- [EXCERPT PROVIDED]
Web Crawling In Golang With Colly

Learn Golang By Doing

#Golang #Web crawling #Colly

Before we start

This tutorial was created while implementing a small project that required web crawling. It is composed from various descriptions, definitions and examples I saw on the links in the References section as well as my own experience while working on the project.

What is a web crawler?

Essentially, a web crawler is a tool that inspects the HTML of a givin web page and performs some type of actions based on that content. On the simple case (which is what we will implement in this tutorial) the web crawler start from a simple page, and while scanning that page it acquire more links to visit. Lets look at the following pseudo code to better understand the basics:

Queue = Queue()
Queue.Add(initialURL)

while Queue is not empty:
    URL = Queue.pop()
    Page = Visit(URL)
    Links = ExtractURLs(Page)
    for link in Links:
        Queue.Add(link)

Usually when we think of writing wab crawlers the first language tha comes to mind is python, with its wide selection of frameworks and rich data processing abilities, however Golang has a very good rich ecosystem for web crawling as well that lets you utilize the efficiency of Golang.

- [SUPPLIED MATERIAL]
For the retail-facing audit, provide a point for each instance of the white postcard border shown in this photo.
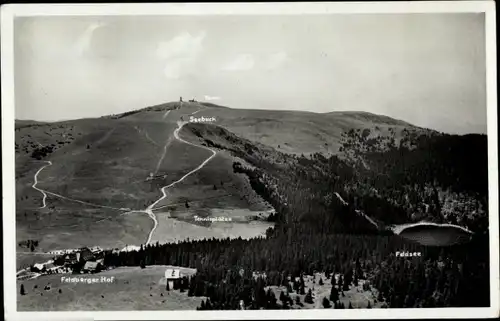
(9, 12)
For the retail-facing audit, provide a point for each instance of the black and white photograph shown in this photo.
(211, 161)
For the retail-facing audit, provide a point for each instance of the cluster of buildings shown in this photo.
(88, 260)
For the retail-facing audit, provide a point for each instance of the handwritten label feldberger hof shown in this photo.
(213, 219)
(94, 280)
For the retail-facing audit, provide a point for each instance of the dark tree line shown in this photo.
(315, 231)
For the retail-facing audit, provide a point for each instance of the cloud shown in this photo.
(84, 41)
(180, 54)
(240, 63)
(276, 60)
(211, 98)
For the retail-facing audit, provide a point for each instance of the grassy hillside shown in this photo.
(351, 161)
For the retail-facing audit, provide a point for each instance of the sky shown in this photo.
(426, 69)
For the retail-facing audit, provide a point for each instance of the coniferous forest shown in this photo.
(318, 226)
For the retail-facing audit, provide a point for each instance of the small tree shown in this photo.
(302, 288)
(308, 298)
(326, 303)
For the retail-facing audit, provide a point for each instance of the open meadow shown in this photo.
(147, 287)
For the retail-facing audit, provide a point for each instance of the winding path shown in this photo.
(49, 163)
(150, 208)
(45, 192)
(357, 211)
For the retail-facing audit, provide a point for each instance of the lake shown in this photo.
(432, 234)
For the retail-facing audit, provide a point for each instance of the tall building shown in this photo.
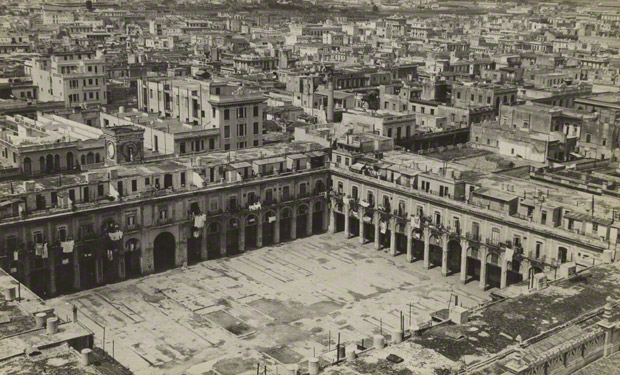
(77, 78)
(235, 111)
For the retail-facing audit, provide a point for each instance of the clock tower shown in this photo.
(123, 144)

- [TASKS TO COMPLETE]
A: Answer these questions from the Colly tutorial:
(i) What kind of project was the tutorial created while implementing?
(ii) Which language usually comes to mind first when people think of writing web crawlers?
(iii) In the pseudo code, what is added to the queue before the loop begins?
B: List every hashtag that appears in the Colly tutorial.
C: Carry on the Colly tutorial, starting after its final sentence.
The records are material separate from the Colly tutorial.

- [RESULTS BY TASK]
A:
(i) A small project that required web crawling.
(ii) Python.
(iii) initialURL.

B:
#Golang
#Web crawling
#Colly

C:
Colly - The golang web crawling framework

Introduction

Colly is a Golang framework for building web scrapers. With Colly you can build web scrapers of various complexity, from simple scraper to complex asynchronous website crawlers processing millions of web pages. Colly is very much “Batteries-Included”, meaning you will get the most required features “Out of the box”. Colly has a rich API with features such as:

  • Manages request delays and maximum concurrency per domain
  • Automatic cookie and session handling
  • Sync/async/parallel scraping
  • Distributed scraping
  • Caching
  • Automatic encoding of non-unicode responses

To install Colly we need to have Golang installed and run:

go get -u github.com/gocolly/colly/...

Then in our go file we need to import it:

import "github.com/gocolly/colly"

Latest info can be found in colly installation guide

Basic Components

Collector

Colly’s main entity is the Collector struct. The Collector keep track of pages that are queued to visit, manages the network communication and responsible for the execution of the attached callbacks when a page is being scraped.

To initialize a Collector we need to call the NewCollector function:

// Create a collector with the default configuration
c := colly.NewCollector()

The NewCollector function definition is

func NewCollector(options ...CollectorOption) *Collector

CollectorOption is a function which accepts a pointer to a Collector and configures it

type CollectorOption func(*Collector)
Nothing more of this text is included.